Work request: From the piece on China's tech stocks, list the sectors it names as hit with new regulations and fines by Chinese regulators over the past 18 months.
==== Selected passage
May 18, 2022, 8:02 AM UTC

China’s internet companies entered bear territory long before the rest of the world’s stocks tanked early this year. Regulators in Beijing began a crackdown on domestic tech firms late in 2020, crushing the market cap of many of the country’s leading firms over 50%. But investors are cautiously eyeing an exit from the downturn this week after China’s economic czar, Vice Premier Liu He, met with the country’s most prominent tech CEOs to assure them the worst was over.

Tech stocks rallied earlier in the week, in anticipation of the Tuesday meeting between He and China’s major tech leaders, including CEOs like Baidu’s Robin Li and NetEase’s William Ding. The Hang Seng Tech Index, which tracks the 30 largest HK-listed tech companies including Alibaba Group Holding, Meituan and JD.com, surged by 5.7% on Tuesday.

Positive sentiment continued into U.S. trading hours, with the NASDAQ Golden Dragon Index increasing by 5.2%. But investors were apparently let down by He’s comments. Despite the vice premier’s encouraging remarks, stocks fell again in Hong Kong trading on Wednesday morning.

During his Tuesday meeting, China’s Vice Premier said that Beijing would encourage the further development of digital platforms, and that regulators would try to “properly manage” the relationship between the government and the market. China’s Vice Premier also said that Beijing would support more public listings of China’s tech companies, both domestically and overseas. 

The flow of Chinese IPOs in the U.S. has slowed dramatically since Didi’s IPO fiasco last June, after Chinese cybersecurity regulators cracked down on the ride-hailing company days after its New York trading debut. The U.S. Securities and Exchange Commission is also flagging U.S.-listed Chinese tech companies like JD.com and NetEase for delisting due to a fight over access to their financial records. 

Underwhelmed by He’s remarks, the Hang Seng Tech Index fell 0.6% by Wednesday 3:00pm, local time. Alibaba shares were down 1.3%, Tencent Holdings fell by 1.5%, while JD.com sank 1.5% by 3:00pm.

He’s comments come as investors search for evidence that Beijing may be easing up on its crackdown. Over the past 18 months, Chinese regulators have passed new regulations and imposed fines on numerous sectors, including video gaming, education, ride-hailing and food delivery

China’s regulatory crackdown has spurred investors to dump their shares. The Hang Seng Tech Index and the NASDAQ Golden Dragon have both fallen by around two-thirds since their peaks in Feb. 2021. Markets remain so skittish that investors briefly dumped $26 billion worth of Alibaba shares on May 3 after CCTV reported the arrest of someone sharing the last name of company founder Jack Ma.
========
==== Material provided
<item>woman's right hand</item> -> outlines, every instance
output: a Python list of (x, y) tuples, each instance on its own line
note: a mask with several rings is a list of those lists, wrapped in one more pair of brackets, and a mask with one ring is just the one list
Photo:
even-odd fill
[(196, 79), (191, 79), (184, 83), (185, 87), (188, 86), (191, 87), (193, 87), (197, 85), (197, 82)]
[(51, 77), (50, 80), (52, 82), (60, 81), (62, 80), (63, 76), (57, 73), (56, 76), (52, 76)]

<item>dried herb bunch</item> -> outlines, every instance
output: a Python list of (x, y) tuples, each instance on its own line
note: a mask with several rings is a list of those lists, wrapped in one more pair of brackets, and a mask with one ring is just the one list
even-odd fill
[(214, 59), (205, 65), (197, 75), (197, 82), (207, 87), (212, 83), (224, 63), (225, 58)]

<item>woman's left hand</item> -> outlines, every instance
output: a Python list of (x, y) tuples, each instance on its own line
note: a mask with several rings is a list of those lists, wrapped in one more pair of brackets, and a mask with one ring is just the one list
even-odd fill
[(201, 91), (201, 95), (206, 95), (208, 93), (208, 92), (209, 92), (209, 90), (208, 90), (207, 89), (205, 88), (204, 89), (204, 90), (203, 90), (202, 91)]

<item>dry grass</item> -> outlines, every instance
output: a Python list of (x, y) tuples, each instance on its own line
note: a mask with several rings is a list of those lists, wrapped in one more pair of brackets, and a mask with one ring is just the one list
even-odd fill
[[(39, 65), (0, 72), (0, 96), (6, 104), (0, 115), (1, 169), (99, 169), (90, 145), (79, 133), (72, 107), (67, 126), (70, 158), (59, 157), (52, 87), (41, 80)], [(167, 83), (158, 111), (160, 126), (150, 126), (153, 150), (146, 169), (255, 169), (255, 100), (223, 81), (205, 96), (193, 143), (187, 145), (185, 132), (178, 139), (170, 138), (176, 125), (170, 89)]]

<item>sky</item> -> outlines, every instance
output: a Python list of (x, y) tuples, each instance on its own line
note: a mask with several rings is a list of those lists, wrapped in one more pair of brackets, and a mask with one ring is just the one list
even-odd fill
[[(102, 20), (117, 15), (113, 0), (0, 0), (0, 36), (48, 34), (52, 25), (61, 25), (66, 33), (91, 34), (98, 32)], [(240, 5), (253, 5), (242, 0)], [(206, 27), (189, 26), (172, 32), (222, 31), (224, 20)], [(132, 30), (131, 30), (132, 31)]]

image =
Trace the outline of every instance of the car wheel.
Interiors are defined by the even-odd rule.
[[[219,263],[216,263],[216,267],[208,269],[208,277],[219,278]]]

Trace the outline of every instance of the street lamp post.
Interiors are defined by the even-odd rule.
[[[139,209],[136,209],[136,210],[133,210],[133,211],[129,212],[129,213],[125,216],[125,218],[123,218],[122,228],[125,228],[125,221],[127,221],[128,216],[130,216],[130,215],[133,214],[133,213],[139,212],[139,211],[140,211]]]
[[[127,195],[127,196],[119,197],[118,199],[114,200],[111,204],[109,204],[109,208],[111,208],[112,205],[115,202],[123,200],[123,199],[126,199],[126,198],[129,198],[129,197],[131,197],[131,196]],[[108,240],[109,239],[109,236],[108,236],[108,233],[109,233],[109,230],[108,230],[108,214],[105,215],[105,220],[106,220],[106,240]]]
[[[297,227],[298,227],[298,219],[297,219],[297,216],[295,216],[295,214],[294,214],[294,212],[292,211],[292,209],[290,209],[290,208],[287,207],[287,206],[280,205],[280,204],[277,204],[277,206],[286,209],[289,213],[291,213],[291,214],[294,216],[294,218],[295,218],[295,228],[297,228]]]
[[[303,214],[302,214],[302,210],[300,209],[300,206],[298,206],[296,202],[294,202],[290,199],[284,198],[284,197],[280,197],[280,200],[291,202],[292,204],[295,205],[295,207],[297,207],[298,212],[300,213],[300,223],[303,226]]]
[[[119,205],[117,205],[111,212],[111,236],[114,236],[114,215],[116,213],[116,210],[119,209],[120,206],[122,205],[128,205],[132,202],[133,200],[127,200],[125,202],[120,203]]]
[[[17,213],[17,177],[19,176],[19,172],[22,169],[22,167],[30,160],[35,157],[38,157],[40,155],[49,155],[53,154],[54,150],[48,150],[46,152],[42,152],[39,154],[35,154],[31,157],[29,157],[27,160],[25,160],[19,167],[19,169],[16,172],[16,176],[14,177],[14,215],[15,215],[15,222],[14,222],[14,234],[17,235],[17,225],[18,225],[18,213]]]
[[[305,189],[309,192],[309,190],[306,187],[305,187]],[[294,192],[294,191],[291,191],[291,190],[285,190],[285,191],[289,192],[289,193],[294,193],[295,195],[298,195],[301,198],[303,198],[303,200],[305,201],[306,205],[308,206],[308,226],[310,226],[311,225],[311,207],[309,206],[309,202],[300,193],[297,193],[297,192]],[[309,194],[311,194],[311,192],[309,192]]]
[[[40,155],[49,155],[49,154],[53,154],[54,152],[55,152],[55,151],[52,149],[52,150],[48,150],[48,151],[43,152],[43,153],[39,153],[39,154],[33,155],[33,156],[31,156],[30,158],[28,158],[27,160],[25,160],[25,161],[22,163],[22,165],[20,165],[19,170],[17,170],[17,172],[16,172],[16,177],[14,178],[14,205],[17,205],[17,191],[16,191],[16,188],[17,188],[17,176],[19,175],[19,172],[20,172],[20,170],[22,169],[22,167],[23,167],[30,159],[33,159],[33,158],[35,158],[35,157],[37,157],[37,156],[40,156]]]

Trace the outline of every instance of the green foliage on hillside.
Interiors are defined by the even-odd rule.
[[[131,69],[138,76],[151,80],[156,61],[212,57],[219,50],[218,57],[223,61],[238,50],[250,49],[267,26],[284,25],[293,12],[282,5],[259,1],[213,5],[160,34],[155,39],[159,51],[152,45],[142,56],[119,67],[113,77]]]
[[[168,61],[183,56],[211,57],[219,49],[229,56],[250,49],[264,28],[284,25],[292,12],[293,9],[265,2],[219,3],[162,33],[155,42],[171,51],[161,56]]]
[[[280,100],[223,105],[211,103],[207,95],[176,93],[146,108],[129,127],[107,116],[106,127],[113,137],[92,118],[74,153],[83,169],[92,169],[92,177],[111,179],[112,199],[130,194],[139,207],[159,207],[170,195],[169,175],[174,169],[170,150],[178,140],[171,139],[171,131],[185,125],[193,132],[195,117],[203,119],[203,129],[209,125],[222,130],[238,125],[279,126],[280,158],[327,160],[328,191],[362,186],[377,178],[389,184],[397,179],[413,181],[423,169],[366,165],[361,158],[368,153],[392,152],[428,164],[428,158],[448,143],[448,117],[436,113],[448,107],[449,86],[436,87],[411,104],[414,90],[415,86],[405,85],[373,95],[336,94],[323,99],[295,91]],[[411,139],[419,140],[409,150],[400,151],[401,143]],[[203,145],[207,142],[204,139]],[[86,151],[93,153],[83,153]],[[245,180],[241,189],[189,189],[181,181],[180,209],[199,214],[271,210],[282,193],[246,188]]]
========
Result for this exercise: Video gaming, education, ride-hailing, food delivery